Entries provided:
• • • • • • •

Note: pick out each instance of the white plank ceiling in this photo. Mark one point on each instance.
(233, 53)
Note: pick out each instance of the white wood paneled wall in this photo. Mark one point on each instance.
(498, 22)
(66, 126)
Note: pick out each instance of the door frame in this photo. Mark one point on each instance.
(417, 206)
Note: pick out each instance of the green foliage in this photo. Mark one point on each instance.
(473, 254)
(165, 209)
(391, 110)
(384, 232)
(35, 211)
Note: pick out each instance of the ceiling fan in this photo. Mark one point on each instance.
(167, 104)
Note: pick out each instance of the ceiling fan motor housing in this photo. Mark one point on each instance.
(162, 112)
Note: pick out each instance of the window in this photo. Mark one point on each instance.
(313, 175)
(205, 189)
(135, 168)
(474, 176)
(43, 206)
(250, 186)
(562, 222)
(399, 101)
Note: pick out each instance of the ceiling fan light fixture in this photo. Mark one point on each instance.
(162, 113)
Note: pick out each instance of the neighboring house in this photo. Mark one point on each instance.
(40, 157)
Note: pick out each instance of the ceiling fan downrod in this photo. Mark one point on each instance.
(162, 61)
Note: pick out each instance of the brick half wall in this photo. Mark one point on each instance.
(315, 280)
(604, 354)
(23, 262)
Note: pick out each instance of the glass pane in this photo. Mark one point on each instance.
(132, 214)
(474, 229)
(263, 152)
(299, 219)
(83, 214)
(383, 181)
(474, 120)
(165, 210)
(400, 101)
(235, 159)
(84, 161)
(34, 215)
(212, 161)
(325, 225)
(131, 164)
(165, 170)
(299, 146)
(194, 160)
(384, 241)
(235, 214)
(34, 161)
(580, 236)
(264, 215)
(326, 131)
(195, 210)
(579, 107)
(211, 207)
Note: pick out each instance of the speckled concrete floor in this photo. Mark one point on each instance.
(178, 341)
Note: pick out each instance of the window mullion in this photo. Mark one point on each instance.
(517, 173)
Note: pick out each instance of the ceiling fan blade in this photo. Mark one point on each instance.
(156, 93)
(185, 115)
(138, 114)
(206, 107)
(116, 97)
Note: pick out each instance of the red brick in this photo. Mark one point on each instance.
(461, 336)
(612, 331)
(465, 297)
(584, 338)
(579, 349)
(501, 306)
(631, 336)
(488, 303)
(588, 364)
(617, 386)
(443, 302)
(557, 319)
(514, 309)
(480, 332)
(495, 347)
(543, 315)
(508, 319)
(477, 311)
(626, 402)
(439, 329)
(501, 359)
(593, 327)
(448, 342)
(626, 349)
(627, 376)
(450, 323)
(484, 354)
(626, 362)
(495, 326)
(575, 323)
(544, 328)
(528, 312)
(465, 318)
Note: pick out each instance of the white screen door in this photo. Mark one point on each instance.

• • • • • • •

Exercise brief: The required output is the full set of entries, reproduced verbatim.

Solution:
Note: pick out each instance of the white plank ceiling in this photo. Mark one point on each instance.
(233, 53)
Note: pick out each instance of the white wood paneled wall in this photo. Mark one point on each instance.
(498, 22)
(66, 126)
Note: pick out each instance of the door frame in this photo. Mark one point on each instance.
(417, 206)
Note: pick out each instance of the green foliage in this photo. Mark one point on each instance.
(473, 254)
(165, 209)
(391, 110)
(384, 232)
(35, 211)
Note: pick out each instance of the ceiling fan in this photo. Mark one point on each instance.
(167, 104)
Note: pick out each instance of the ceiling fan motor housing in this photo. Mark one point on each instance.
(162, 112)
Note: pick out each instance of the window in this photo. Mark one point on each instance.
(313, 175)
(205, 189)
(135, 168)
(474, 176)
(43, 206)
(250, 186)
(562, 222)
(399, 101)
Note: pick out each instance of the ceiling fan light fixture in this photo. Mark one point on each instance.
(162, 113)
Note: pick out each instance of the neighboring house in this photo. Mark one point on each instance.
(40, 157)
Note: pick out each instance of the ceiling fan downrod in this photo. Mark one point on each instance.
(162, 61)
Note: pick out each instance of the brick half wall in this photo. Mark one point on each instance.
(315, 280)
(604, 354)
(23, 262)
Note: pick out each instance of the glass pane in this photo. Mark one point on each instance.
(132, 214)
(474, 229)
(263, 152)
(299, 219)
(83, 214)
(383, 181)
(474, 120)
(165, 210)
(400, 101)
(235, 159)
(84, 161)
(34, 215)
(212, 161)
(325, 225)
(131, 164)
(165, 170)
(299, 146)
(194, 160)
(384, 241)
(235, 214)
(34, 161)
(580, 236)
(264, 215)
(326, 131)
(195, 210)
(579, 107)
(211, 207)
Note: pick out each instance of the speckled concrete floor in this photo. Mark one point on each instance.
(178, 341)
Note: pick out each instance of the window mullion in this photo. Mark one point on each instance.
(517, 173)
Note: pick out each instance of the ceiling fan blade in this photo. Mark one point on each instance.
(156, 93)
(185, 115)
(138, 114)
(206, 107)
(116, 97)
Note: pick out each instance of the red brick in this photo. Mark one point on each instance.
(461, 336)
(612, 331)
(465, 297)
(584, 338)
(579, 349)
(501, 306)
(631, 336)
(488, 303)
(588, 364)
(617, 386)
(443, 302)
(557, 319)
(514, 309)
(480, 332)
(495, 347)
(543, 315)
(508, 319)
(477, 311)
(626, 402)
(439, 329)
(501, 359)
(593, 327)
(448, 342)
(626, 349)
(627, 376)
(450, 323)
(484, 354)
(626, 362)
(495, 326)
(575, 323)
(544, 328)
(528, 312)
(465, 318)
Note: pick out each instance of the white screen door in this photo. Mark one point on each instance.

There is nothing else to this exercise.